● **Ejercicio propuesto a**:
¿Puedes transcribir literalmente el pasaje del texto sobre Mario Levrero que va de "Sobre el final" a "siguió su curso."?

● **Fragmento del documento**:

Pero si bien su vida no incurrió en grandes peripecias, sí lo hizo su literatura. A lo largo de su obra Mario Levrero realizó fuertes cambios de estilos, generando lectores que se pelean por cuál fue la mejor parte de su obra. Libertella sostiene que casi toda su obra se puede agrupar en series de tres libros: La tríada formalista --Ya que estamos, Desplazamientos y Caza de conejos—la tríada luminosa – El discurso vacío, Diario de un canalla y La novela luminosa--, la llamada trilogía involuntaria – Paris, La ciudad y El lugar--, la tríada esotérica --Manual de parapsicología, Fauna y El alma de Gardel—y la trilogía policial – Dejen todo en mis manos, Nick Carter (se divierte mientras el lector es asesinado y yo agonizo) y La banda del ciempiés.
Capítulo aparte merece la escasa resonancia que la mayoría de estas obras lograron durante la vida de Levrero. Más allá del mote de “raro” que el crítico Ángel Rama creó para un grupo de escritores uruguayos que no pueden encasillarse dentro de ninguna corriente reconocible y que tienden a un surrealismo leve –donde Levrero se encuentra junto a Felisberto Hernández, Armonía Somers y otros-- este tema fue para él una constante. Alguna vez dijo: “Lo que recibo de la crítica es, en general, una sensación de tangencialidad.” En la biografía se subraya que este autor nunca obtuvo todo el reconocimiento que merecía. Al mismo tiempo, él nunca se postuló ni tampoco se formuló como un escritor de éxito, con lo cual, la respuesta parece ser acorde a la propuesta dada. Libertella señala: “Creo que lo que más de fascinó de Levrero es algo que también estaba en mi padre. Se trata de cierta entrega a la literatura sin esperar nada a cambio. En realidad lo esperan todo, pero no lo que podemos esperar nosotros, como un reconocimiento instantáneo, traducciones o dinero. Mucha de las cosas que están en el aparato del espectáculo literario de nuestros años era algo que ellos rechazaban de modo deliberado, casi idealista, como si ellos dijeran la literatura no es eso, de hecho es todo lo contrario que eso.”
Quizás la parte más hermosa de Un hombre entre paréntesis es la última, cuando vida y obra del uruguayo ya ha sido narrada y el autor se dedica simplemente a pincelar pequeños destellos de su personalidad. Su modo de caminar, su voz, su risa, su caballerosidad, sus innumerables manías: al plástico, a caminar, a la impuntualidad, a comprarse ropa, a la luz demasiado amarilla, a viajar en ómnibus, a la televisión.
Sobre el final se habla de un levrerismo, la influencia que el escritor dejó. Y aunque hay quienes sostienen que esa escritura minimalista le funciona a Levrero pero no a quienes pretenden emularla, es innegable la importancia que tuvo en lo que se llamó después literatura del yo. Si hay un levrerismo virtuoso se deja ver en un círculo más íntimo, tal como fue él. Luego de su muerte quienes fueron sus alumnos siguieron juntándose a leerse, en bares y casas: la conversación iniciada por Mario Levrero siguió su curso.

● **Material proporcionado**:
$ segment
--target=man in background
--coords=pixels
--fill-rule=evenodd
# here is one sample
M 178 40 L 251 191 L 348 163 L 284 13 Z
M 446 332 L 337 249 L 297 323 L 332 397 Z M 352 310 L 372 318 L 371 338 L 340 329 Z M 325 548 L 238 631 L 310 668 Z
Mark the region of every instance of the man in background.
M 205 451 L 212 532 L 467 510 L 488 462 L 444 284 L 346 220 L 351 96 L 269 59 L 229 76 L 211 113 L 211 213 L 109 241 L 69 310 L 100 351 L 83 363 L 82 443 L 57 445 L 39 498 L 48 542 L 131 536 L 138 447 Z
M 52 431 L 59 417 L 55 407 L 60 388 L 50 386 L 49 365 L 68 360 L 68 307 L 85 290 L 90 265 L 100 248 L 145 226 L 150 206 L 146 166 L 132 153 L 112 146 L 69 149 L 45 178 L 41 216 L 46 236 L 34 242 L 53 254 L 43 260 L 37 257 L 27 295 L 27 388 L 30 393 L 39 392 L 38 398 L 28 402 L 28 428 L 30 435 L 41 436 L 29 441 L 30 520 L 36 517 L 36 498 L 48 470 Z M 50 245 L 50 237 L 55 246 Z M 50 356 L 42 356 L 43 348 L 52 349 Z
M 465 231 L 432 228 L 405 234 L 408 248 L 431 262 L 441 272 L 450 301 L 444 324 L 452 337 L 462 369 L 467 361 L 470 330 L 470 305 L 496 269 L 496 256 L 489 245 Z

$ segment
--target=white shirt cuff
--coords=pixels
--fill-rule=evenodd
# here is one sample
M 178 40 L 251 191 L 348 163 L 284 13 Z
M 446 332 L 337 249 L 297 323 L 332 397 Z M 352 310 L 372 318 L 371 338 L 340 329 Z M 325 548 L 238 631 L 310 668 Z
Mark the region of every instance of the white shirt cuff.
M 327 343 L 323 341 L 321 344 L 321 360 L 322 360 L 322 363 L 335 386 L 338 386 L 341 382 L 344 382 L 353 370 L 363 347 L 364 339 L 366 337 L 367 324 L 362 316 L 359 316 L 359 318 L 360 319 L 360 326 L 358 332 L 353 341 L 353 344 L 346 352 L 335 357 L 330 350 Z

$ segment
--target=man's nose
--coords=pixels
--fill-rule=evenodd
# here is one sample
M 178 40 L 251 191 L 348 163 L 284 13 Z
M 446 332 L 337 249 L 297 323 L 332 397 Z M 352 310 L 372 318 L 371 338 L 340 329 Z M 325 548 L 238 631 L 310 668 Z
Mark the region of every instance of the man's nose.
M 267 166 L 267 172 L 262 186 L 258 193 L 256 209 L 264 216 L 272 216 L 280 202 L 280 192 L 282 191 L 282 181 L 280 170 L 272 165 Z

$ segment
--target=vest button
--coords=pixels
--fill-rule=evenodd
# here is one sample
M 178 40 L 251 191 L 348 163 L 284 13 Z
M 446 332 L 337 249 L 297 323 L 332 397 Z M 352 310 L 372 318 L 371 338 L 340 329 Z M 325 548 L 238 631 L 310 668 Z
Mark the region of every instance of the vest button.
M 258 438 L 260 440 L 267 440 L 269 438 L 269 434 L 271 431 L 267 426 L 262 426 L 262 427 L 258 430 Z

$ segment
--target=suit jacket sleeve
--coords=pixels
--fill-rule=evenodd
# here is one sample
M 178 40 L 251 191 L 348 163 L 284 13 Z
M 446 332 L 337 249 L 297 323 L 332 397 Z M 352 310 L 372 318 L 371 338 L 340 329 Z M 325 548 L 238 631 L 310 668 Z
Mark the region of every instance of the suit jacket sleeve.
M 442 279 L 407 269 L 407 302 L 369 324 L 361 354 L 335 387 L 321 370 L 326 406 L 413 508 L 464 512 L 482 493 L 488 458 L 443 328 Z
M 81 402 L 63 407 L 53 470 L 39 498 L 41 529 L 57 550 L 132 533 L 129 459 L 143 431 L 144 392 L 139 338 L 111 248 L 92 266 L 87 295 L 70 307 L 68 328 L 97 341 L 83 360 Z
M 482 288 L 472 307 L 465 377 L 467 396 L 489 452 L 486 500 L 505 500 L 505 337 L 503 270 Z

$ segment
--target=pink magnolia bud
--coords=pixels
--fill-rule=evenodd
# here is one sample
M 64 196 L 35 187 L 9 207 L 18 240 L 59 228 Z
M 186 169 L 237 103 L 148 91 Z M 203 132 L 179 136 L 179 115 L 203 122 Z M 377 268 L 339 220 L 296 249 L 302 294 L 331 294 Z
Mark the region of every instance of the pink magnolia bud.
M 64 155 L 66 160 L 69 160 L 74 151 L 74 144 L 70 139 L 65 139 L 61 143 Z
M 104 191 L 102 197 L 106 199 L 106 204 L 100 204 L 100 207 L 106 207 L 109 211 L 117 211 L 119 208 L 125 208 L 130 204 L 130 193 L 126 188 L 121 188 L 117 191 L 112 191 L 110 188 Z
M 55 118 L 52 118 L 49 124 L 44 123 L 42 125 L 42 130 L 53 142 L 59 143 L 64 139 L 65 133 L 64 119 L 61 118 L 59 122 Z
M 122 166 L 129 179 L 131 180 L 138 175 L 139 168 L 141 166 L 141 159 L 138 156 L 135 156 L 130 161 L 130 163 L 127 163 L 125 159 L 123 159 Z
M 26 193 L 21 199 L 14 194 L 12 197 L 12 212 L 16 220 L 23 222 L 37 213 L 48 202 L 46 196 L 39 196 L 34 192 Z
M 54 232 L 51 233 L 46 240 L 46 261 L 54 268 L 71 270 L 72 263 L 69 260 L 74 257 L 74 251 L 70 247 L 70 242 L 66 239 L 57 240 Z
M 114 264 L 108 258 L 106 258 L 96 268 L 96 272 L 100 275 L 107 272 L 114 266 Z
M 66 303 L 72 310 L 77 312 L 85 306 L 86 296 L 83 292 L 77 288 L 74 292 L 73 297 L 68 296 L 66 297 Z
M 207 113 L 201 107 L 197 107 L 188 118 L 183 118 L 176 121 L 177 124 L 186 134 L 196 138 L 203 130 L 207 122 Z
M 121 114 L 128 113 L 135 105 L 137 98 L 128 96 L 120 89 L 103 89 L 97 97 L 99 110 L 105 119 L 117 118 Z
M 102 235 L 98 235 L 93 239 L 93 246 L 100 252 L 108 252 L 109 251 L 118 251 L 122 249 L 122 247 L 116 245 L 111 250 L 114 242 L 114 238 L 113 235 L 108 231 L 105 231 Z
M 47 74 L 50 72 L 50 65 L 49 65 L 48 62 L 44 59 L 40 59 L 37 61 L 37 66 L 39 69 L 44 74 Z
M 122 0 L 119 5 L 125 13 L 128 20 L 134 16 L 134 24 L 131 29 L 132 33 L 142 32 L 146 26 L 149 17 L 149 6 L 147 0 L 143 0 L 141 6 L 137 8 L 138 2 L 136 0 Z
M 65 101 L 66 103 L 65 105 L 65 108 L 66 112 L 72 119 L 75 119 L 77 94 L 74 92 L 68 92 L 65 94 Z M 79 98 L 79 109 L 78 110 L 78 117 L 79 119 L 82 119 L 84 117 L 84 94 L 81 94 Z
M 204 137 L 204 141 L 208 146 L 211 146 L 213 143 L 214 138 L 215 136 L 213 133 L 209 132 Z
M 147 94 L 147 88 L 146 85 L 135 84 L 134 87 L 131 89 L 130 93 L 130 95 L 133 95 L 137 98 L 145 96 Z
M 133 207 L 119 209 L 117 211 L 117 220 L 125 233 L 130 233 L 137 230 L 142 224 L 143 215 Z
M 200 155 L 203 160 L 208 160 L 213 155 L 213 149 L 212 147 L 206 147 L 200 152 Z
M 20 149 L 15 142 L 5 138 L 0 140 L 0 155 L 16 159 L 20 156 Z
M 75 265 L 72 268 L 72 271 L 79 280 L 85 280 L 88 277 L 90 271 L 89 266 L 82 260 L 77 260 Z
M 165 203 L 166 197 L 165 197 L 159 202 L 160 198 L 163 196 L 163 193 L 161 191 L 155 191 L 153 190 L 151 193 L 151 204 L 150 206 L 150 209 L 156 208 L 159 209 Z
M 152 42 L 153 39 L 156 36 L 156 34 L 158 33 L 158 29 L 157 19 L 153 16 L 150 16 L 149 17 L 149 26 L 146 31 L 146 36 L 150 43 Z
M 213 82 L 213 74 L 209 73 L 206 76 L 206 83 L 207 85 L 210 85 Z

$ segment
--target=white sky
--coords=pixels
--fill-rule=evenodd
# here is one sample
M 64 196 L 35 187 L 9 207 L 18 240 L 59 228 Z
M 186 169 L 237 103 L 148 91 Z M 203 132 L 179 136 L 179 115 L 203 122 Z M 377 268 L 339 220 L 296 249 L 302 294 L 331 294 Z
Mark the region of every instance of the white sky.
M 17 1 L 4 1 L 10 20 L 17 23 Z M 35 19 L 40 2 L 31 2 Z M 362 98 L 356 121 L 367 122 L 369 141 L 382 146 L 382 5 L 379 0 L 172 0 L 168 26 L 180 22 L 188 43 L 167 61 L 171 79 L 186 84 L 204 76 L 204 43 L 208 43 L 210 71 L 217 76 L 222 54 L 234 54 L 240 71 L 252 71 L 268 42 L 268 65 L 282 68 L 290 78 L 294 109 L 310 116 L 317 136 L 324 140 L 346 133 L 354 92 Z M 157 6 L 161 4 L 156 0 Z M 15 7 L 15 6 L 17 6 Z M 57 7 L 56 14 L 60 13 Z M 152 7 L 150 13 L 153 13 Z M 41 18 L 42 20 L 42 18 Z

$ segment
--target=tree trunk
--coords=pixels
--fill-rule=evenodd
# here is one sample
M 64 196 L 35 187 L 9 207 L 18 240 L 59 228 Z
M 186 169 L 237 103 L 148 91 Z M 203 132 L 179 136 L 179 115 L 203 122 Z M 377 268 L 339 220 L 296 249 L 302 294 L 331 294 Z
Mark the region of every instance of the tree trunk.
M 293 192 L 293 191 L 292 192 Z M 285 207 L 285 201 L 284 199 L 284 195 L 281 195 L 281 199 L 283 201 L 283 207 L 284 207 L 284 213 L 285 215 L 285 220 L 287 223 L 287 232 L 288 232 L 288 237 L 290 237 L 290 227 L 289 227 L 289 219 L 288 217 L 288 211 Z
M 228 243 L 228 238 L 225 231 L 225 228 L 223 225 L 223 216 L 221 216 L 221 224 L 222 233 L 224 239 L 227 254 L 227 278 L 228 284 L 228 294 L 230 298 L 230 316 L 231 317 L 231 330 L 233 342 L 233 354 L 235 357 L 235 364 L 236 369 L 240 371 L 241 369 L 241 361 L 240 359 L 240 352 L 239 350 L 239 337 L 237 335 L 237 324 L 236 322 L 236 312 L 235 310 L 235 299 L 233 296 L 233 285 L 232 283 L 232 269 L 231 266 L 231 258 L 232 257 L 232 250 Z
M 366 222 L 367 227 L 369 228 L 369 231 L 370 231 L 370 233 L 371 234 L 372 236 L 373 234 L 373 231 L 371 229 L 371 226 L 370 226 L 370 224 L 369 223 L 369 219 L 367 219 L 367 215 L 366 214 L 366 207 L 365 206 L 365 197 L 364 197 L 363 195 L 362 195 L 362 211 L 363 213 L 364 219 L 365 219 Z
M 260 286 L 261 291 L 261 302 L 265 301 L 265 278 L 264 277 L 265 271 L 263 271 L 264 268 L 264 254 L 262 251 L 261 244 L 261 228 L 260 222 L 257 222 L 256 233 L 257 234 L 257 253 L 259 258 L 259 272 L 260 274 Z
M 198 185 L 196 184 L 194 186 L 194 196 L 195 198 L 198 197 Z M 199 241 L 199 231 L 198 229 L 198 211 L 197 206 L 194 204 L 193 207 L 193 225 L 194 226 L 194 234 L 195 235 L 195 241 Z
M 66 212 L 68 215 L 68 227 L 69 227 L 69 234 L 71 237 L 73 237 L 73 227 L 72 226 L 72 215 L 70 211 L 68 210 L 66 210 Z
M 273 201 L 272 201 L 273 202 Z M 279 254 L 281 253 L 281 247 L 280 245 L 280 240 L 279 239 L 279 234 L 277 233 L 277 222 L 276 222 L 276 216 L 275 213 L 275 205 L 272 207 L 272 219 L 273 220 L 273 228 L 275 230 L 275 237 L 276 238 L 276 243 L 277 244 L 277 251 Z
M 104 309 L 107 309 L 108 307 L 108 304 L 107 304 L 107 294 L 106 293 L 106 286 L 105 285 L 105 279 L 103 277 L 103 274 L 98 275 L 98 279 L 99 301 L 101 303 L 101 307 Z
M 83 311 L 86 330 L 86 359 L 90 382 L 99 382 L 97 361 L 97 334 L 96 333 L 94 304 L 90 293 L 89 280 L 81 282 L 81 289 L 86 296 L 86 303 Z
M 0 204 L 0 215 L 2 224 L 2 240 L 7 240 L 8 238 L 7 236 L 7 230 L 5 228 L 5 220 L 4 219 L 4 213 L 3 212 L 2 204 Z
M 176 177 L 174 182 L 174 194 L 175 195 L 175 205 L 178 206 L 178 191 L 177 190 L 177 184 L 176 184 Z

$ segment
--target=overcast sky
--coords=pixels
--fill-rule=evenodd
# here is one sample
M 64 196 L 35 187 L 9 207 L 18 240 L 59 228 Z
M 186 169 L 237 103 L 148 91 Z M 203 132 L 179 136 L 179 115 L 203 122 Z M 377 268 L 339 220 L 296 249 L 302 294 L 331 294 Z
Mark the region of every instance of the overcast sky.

● **Ejercicio propuesto b**:
¿Puedes reescribir solo las líneas del listado que van desde su comienzo hasta la línea con "M 205 451 L", ambas incluidas y sin omitir ninguna? Desplaza los contornos de respuesta sumando 19 a cada una de sus coordenadas.

● **Respuesta a**:
Sobre el final se habla de un levrerismo, la influencia que el escritor dejó. Y aunque hay quienes sostienen que esa escritura minimalista le funciona a Levrero pero no a quienes pretenden emularla, es innegable la importancia que tuvo en lo que se llamó después literatura del yo. Si hay un levrerismo virtuoso se deja ver en un círculo más íntimo, tal como fue él. Luego de su muerte quienes fueron sus alumnos siguieron juntándose a leerse, en bares y casas: la conversación iniciada por Mario Levrero siguió su curso.

● **Respuesta b**:
$ segment
--target=man in background
--coords=pixels
--fill-rule=evenodd
# here is one sample
M 178 40 L 251 191 L 348 163 L 284 13 Z
M 446 332 L 337 249 L 297 323 L 332 397 Z M 352 310 L 372 318 L 371 338 L 340 329 Z M 325 548 L 238 631 L 310 668 Z
Mark the region of every instance of the man in background.
M 224 470 L 231 551 L 486 529 L 507 481 L 463 303 L 365 239 L 370 115 L 288 78 L 248 95 L 230 132 L 230 232 L 128 260 L 88 329 L 119 370 L 102 382 L 101 462 L 76 464 L 58 517 L 67 561 L 150 555 L 157 466 Z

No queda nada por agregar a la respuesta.